— Start Given data —

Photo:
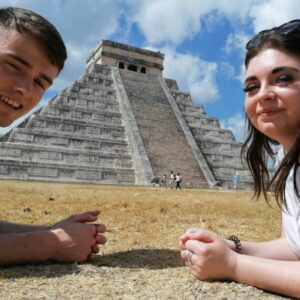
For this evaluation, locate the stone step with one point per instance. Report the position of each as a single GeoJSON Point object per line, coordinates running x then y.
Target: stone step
{"type": "Point", "coordinates": [88, 142]}
{"type": "Point", "coordinates": [109, 105]}
{"type": "Point", "coordinates": [77, 127]}
{"type": "Point", "coordinates": [35, 153]}
{"type": "Point", "coordinates": [201, 133]}
{"type": "Point", "coordinates": [70, 112]}
{"type": "Point", "coordinates": [29, 170]}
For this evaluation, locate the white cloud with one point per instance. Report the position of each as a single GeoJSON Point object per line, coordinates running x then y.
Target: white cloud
{"type": "Point", "coordinates": [236, 124]}
{"type": "Point", "coordinates": [193, 75]}
{"type": "Point", "coordinates": [169, 21]}
{"type": "Point", "coordinates": [273, 13]}
{"type": "Point", "coordinates": [236, 42]}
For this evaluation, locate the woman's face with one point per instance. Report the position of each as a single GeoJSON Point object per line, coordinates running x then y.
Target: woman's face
{"type": "Point", "coordinates": [272, 86]}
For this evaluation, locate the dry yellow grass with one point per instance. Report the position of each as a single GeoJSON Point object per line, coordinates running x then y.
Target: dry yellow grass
{"type": "Point", "coordinates": [141, 259]}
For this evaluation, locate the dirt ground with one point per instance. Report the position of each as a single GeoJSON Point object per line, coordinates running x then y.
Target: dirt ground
{"type": "Point", "coordinates": [141, 259]}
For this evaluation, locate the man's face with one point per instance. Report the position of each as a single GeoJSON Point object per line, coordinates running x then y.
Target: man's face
{"type": "Point", "coordinates": [25, 74]}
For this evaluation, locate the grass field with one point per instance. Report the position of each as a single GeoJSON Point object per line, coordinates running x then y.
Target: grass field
{"type": "Point", "coordinates": [141, 259]}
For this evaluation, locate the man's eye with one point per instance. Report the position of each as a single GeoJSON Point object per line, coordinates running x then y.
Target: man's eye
{"type": "Point", "coordinates": [285, 79]}
{"type": "Point", "coordinates": [41, 84]}
{"type": "Point", "coordinates": [13, 66]}
{"type": "Point", "coordinates": [250, 88]}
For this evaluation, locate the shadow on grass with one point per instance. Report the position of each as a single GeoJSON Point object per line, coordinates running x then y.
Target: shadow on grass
{"type": "Point", "coordinates": [46, 270]}
{"type": "Point", "coordinates": [140, 258]}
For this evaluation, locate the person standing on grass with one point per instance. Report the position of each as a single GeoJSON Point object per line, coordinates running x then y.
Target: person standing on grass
{"type": "Point", "coordinates": [272, 103]}
{"type": "Point", "coordinates": [236, 181]}
{"type": "Point", "coordinates": [178, 181]}
{"type": "Point", "coordinates": [172, 179]}
{"type": "Point", "coordinates": [32, 53]}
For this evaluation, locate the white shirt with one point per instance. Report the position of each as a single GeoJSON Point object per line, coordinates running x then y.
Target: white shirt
{"type": "Point", "coordinates": [291, 215]}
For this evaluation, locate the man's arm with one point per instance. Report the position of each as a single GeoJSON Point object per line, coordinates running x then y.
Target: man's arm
{"type": "Point", "coordinates": [7, 227]}
{"type": "Point", "coordinates": [72, 239]}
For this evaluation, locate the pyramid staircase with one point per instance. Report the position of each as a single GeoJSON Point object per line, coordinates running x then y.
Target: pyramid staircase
{"type": "Point", "coordinates": [79, 136]}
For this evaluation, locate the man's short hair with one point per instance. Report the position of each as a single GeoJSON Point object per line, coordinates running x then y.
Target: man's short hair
{"type": "Point", "coordinates": [23, 20]}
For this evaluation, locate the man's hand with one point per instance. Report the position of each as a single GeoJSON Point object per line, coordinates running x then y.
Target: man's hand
{"type": "Point", "coordinates": [76, 239]}
{"type": "Point", "coordinates": [207, 254]}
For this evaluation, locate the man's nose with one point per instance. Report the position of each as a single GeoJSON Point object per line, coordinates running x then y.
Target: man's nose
{"type": "Point", "coordinates": [23, 86]}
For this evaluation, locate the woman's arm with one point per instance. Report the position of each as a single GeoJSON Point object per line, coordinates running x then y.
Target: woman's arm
{"type": "Point", "coordinates": [209, 257]}
{"type": "Point", "coordinates": [277, 249]}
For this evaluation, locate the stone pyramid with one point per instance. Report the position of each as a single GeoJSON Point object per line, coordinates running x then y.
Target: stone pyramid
{"type": "Point", "coordinates": [121, 122]}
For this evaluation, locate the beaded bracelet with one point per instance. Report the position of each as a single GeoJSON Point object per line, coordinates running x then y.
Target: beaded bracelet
{"type": "Point", "coordinates": [237, 242]}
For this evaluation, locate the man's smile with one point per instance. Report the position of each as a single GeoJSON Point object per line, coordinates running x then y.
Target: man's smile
{"type": "Point", "coordinates": [10, 102]}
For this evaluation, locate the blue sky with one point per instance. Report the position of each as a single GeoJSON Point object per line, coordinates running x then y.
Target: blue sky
{"type": "Point", "coordinates": [203, 41]}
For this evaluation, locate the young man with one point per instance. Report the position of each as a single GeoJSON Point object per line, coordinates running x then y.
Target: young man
{"type": "Point", "coordinates": [32, 54]}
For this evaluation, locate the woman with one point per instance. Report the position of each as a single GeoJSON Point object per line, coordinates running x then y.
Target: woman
{"type": "Point", "coordinates": [272, 102]}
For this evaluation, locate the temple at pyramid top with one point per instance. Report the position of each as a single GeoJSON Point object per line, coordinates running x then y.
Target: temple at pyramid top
{"type": "Point", "coordinates": [127, 57]}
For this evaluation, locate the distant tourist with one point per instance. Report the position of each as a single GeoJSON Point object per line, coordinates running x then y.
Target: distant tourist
{"type": "Point", "coordinates": [172, 179]}
{"type": "Point", "coordinates": [272, 103]}
{"type": "Point", "coordinates": [178, 181]}
{"type": "Point", "coordinates": [163, 181]}
{"type": "Point", "coordinates": [236, 181]}
{"type": "Point", "coordinates": [32, 54]}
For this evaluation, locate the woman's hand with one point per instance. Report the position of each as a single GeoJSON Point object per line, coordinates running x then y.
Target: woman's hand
{"type": "Point", "coordinates": [207, 254]}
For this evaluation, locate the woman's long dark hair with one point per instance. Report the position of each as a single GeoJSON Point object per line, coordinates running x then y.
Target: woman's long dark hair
{"type": "Point", "coordinates": [257, 146]}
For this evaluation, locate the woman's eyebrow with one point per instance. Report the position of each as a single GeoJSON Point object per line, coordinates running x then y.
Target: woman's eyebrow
{"type": "Point", "coordinates": [274, 71]}
{"type": "Point", "coordinates": [284, 68]}
{"type": "Point", "coordinates": [250, 78]}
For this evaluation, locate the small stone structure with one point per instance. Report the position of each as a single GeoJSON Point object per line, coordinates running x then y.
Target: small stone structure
{"type": "Point", "coordinates": [121, 122]}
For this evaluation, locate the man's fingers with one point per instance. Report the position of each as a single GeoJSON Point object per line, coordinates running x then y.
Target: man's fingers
{"type": "Point", "coordinates": [100, 239]}
{"type": "Point", "coordinates": [100, 228]}
{"type": "Point", "coordinates": [89, 216]}
{"type": "Point", "coordinates": [95, 249]}
{"type": "Point", "coordinates": [197, 247]}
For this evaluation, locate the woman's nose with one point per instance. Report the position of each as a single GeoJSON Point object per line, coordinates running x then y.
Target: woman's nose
{"type": "Point", "coordinates": [266, 93]}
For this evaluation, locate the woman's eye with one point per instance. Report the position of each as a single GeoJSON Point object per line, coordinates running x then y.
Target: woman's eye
{"type": "Point", "coordinates": [250, 88]}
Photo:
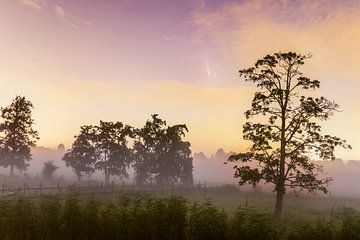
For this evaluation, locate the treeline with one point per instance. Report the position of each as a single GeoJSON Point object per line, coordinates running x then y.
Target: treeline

— End Given data —

- [Instruction] Pictures don't belong in the copy. Transcribe every record exactly as it appears.

- [Completed task]
Photo:
For this evaluation, locate the stone step with one point per instance. Report the position of each as a single GeoJSON Point object per line, coordinates running x then y.
Target: stone step
{"type": "Point", "coordinates": [88, 142]}
{"type": "Point", "coordinates": [109, 105]}
{"type": "Point", "coordinates": [77, 127]}
{"type": "Point", "coordinates": [35, 153]}
{"type": "Point", "coordinates": [201, 133]}
{"type": "Point", "coordinates": [70, 112]}
{"type": "Point", "coordinates": [29, 170]}
For this evaluation, locate the white cloud with one point per instance. Report the position of each as a single GeoJSON Point object per line, coordinates running x then y.
Target: white cloud
{"type": "Point", "coordinates": [236, 124]}
{"type": "Point", "coordinates": [193, 75]}
{"type": "Point", "coordinates": [169, 21]}
{"type": "Point", "coordinates": [273, 13]}
{"type": "Point", "coordinates": [236, 42]}
For this evaluation, locate the woman's face with one point per instance. Report the position of each as a single GeoJSON Point object per line, coordinates running x then y.
Target: woman's face
{"type": "Point", "coordinates": [272, 86]}
For this evaluation, locate the dry yellow grass with one point per instance. Report the position of each as a single GeoJSON Point object per line, coordinates running x then y.
Target: dry yellow grass
{"type": "Point", "coordinates": [141, 259]}
For this evaluation, locate the dirt ground with one point per instance. Report the position of each as a single GeoJSON Point object per line, coordinates running x then y.
Target: dirt ground
{"type": "Point", "coordinates": [141, 259]}
For this evaluation, locate the man's face with one point per instance. Report the position of each as a single GeoJSON Point object per line, coordinates running x then y.
Target: man's face
{"type": "Point", "coordinates": [25, 74]}
For this evaluation, locate the grass field with one point per instance. Report the position of each as a single GeoJSON Point object per line, coordinates running x then y.
Target: grass field
{"type": "Point", "coordinates": [141, 259]}
For this evaluation, locate the man's eye with one point per instance. Report the position of each as a single GeoJSON Point object per line, coordinates running x then y.
Target: man's eye
{"type": "Point", "coordinates": [285, 79]}
{"type": "Point", "coordinates": [41, 84]}
{"type": "Point", "coordinates": [13, 66]}
{"type": "Point", "coordinates": [250, 88]}
For this evaluation, locate the shadow on grass with one point per instance. Report the position of each as a single GeoJSON Point object per line, coordinates running x then y.
Target: shadow on grass
{"type": "Point", "coordinates": [46, 270]}
{"type": "Point", "coordinates": [140, 258]}
For this evaluation, locate the person standing on grass with one point per instance. Report the position of each as a single GeoJSON Point object per line, coordinates running x then y.
Target: person standing on grass
{"type": "Point", "coordinates": [272, 103]}
{"type": "Point", "coordinates": [236, 181]}
{"type": "Point", "coordinates": [178, 181]}
{"type": "Point", "coordinates": [172, 179]}
{"type": "Point", "coordinates": [32, 53]}
For this evaluation, locate the white shirt with one point per instance. Report the position of each as a single GeoJSON Point object per line, coordinates running x then y.
Target: white shirt
{"type": "Point", "coordinates": [291, 215]}
For this evaluation, locate the man's arm with one point per instance. Report the position of each as a single GeoJSON Point object per line, coordinates running x then y.
Target: man's arm
{"type": "Point", "coordinates": [7, 227]}
{"type": "Point", "coordinates": [72, 239]}
For this evaluation, locate the pyramid staircase with one point per instance. Report the position of each as a single GeoJSON Point object per line, coordinates running x then y.
Target: pyramid staircase
{"type": "Point", "coordinates": [79, 136]}
For this evaluation, locate the man's short hair with one point per instance. Report the position of each as a single GeoJSON Point object per line, coordinates running x then y.
Target: man's short hair
{"type": "Point", "coordinates": [23, 20]}
For this evaluation, locate the man's hand with one point per instance. Report the position of each as a single GeoJSON Point object per line, coordinates running x then y.
Target: man's hand
{"type": "Point", "coordinates": [76, 239]}
{"type": "Point", "coordinates": [207, 254]}
For this evaluation, locate the man's nose with one point per instance. Report the position of each as a single GeoJSON Point object per line, coordinates running x then y.
Target: man's nose
{"type": "Point", "coordinates": [23, 86]}
For this evaluation, locate the woman's arm with one point per instance. Report the position of each as a single GeoJSON Point object per line, coordinates running x then y.
Target: woman's arm
{"type": "Point", "coordinates": [209, 257]}
{"type": "Point", "coordinates": [277, 249]}
For this evaluation, locate the stone pyramid with one point per instance. Report the position of each as a single GeoJSON Point object per line, coordinates running x then y.
Target: stone pyramid
{"type": "Point", "coordinates": [121, 122]}
For this evaluation, locate the beaded bracelet with one point per instance. Report the position of each as a single GeoJSON Point object per line, coordinates running x then y.
Target: beaded bracelet
{"type": "Point", "coordinates": [237, 242]}
For this evaluation, locate the man's smile with one point per instance. Report the position of each as a single GeoJSON Point object per line, coordinates running x then y.
Target: man's smile
{"type": "Point", "coordinates": [10, 102]}
For this evaluation, locate the blue sky with one point per instance. Report the position of each as a single GeoJSON Point object per line, coordinates running x then y.
Target: blue sky
{"type": "Point", "coordinates": [203, 41]}
For this evaluation, locate the young man with one point per instance. Report the position of each as a single GeoJSON Point object per line, coordinates running x then y.
Target: young man
{"type": "Point", "coordinates": [32, 54]}
For this evaluation, locate the woman with one point per instance. Report the position of each as a single GeoJSON Point object per line, coordinates running x then y.
Target: woman
{"type": "Point", "coordinates": [272, 102]}
For this evaluation, locate the temple at pyramid top with one point per instance. Report the position of each as a single GeoJSON Point object per line, coordinates running x then y.
Target: temple at pyramid top
{"type": "Point", "coordinates": [127, 57]}
For this evaluation, locate the distant tourist with one point per instance. Report the position of each as a single GeoJSON Point object per line, coordinates running x then y.
Target: distant tourist
{"type": "Point", "coordinates": [172, 179]}
{"type": "Point", "coordinates": [272, 103]}
{"type": "Point", "coordinates": [178, 181]}
{"type": "Point", "coordinates": [163, 181]}
{"type": "Point", "coordinates": [236, 181]}
{"type": "Point", "coordinates": [32, 54]}
For this evaluation, locate the woman's hand with one point per instance. Report the position of each as a single GeoJSON Point object per line, coordinates running x then y.
Target: woman's hand
{"type": "Point", "coordinates": [207, 254]}
For this evaluation, locate the woman's long dark hair with one point per instance. Report the position of each as a single GeoJSON Point object per line, coordinates running x then y.
Target: woman's long dark hair
{"type": "Point", "coordinates": [257, 146]}
For this evaluation, locate the woman's eyebrow with one point per instance. Report the position of each as a single GeoJSON Point object per line, coordinates running x then y.
Target: woman's eyebrow
{"type": "Point", "coordinates": [274, 71]}
{"type": "Point", "coordinates": [284, 68]}
{"type": "Point", "coordinates": [250, 78]}
For this evaluation, locate the small stone structure with one point per instance. Report the position of each as a single GeoJSON Point object per line, coordinates running x then y.
Target: small stone structure
{"type": "Point", "coordinates": [121, 122]}
For this evaluation, locate the man's fingers with one point per instance. Report the position of each as a single GeoJSON Point object per line, coordinates running x then y.
Target: man's fingers
{"type": "Point", "coordinates": [100, 239]}
{"type": "Point", "coordinates": [100, 228]}
{"type": "Point", "coordinates": [89, 216]}
{"type": "Point", "coordinates": [95, 249]}
{"type": "Point", "coordinates": [197, 247]}
For this evaluation, locate the woman's nose with one point per instance. Report the position of each as a single GeoJSON Point object per line, coordinates running x then y.
Target: woman's nose
{"type": "Point", "coordinates": [266, 93]}
For this evaluation, locate the woman's eye with one point per instance. Report the position of each as a single GeoJSON Point object per line, coordinates running x then y.
Target: woman's eye
{"type": "Point", "coordinates": [250, 88]}
Photo:
For this evaluation, locate the treeline with one point per instance. Report the position of each as a single GeoJSON Point object per line, coordinates running x then y.
Target: treeline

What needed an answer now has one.